### Document

* * * * * * *

Wednesday, June 5, 2019

Classic Movie Review: The Marriage of Maria Braun (1979)

The Marriage of Maria Braun (1979) 
Directed by: Rainer Werner Fassbinder.
Written by: Pea Fröhlich and Peter Märthesheimer and Rainer Werner Fassbinder.
Starring: Hanna Schygulla (Maria Braun), Klaus Löwitsch (Hermann Braun), Ivan Desny (Karl Oswald), Gisela Uhlen (Mother), Elisabeth Trissenaar (Betti Klenze), Gottfried John (Willi Klenze), Hark Bohm (Senkenberg), George Eagles (Bill), Claus Holm (Doctor), Günter Lamprecht (Hans Wetzel), Anton Schiersner (Grandpa Berger), Lilo Pempeit (Frau Ehmke).

* * * * * * *

### Supplied data
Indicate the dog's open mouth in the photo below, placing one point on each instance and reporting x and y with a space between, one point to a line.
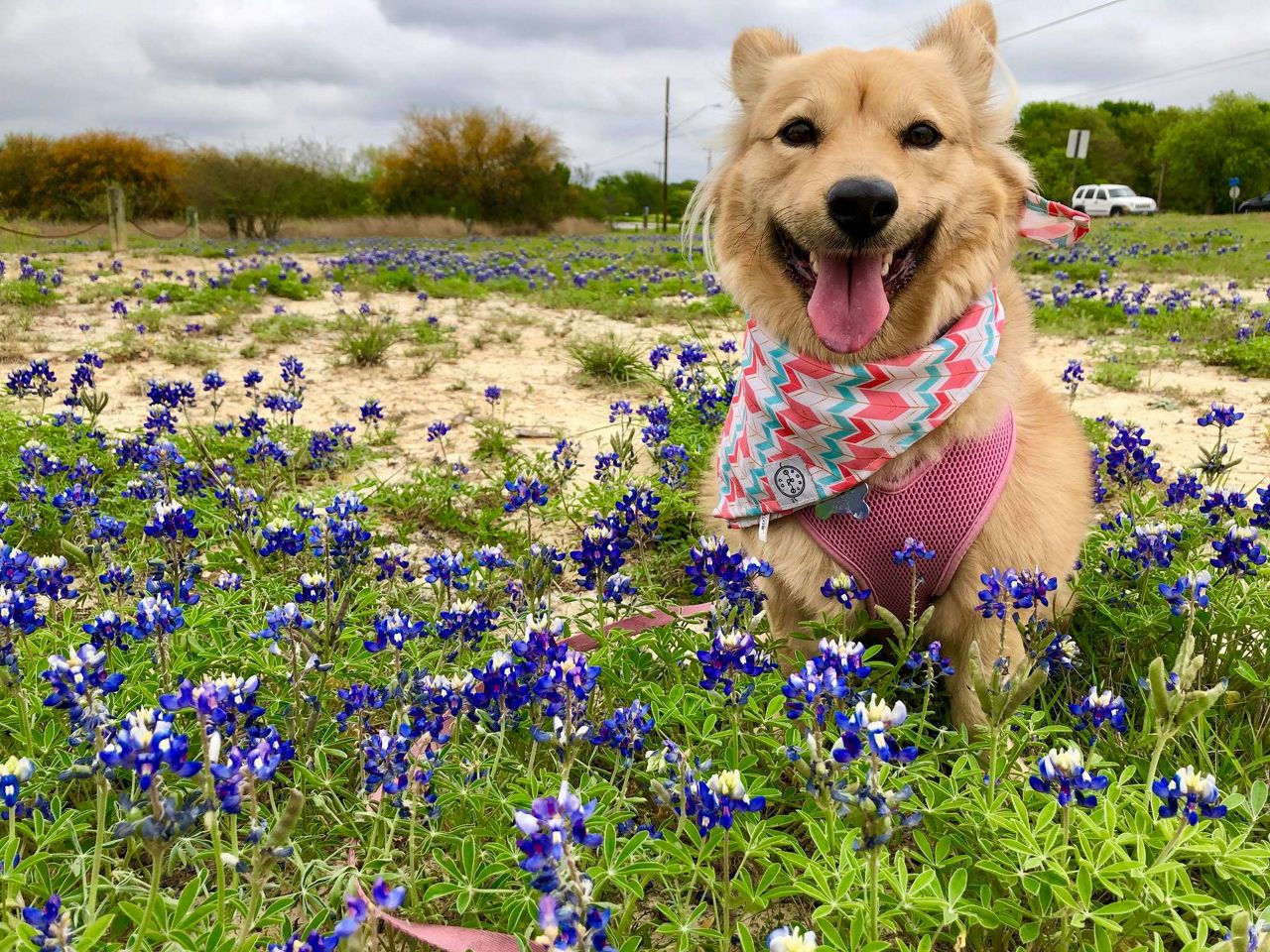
848 296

* * * * * * *

### What needs to be done
Carry on the review of The Marriage of Maria Braun from the point where it stops. The material plays no part in what you are asked to do here.

### Exercise answer
Maria Braun is one of the most fascinating characters in cinema history.  She is a German woman who married her husband, Hermann, during WWII, and only got to spend a day and night with him before he was shipped off to war. After we see their marriage, we flash to the end of the war – where Maria believes Hermann is dead, but goes looking for him anyway. But she still needs to survive – to support herself and her mother in the post war years. She goes to work in a bar in an old high school gym that services American G.I.s. She takes a lover there – a black American G.I. – but she remains loyal, if not faithful, to her husband. When her husband does re-enter the picture, she doesn’t hesitate to dispose of her lover – but in a way that will again take her husband away. She will spend the next decade continuing to find ways to survive – the climb the corporate ladder, to get rich. She will use people, be cruel to them, humiliate them – but she is never dishonest with them. She tells them what she’s going to do, and they let her do it anyway. She has been fundamentally broken by the war, and has no morals left.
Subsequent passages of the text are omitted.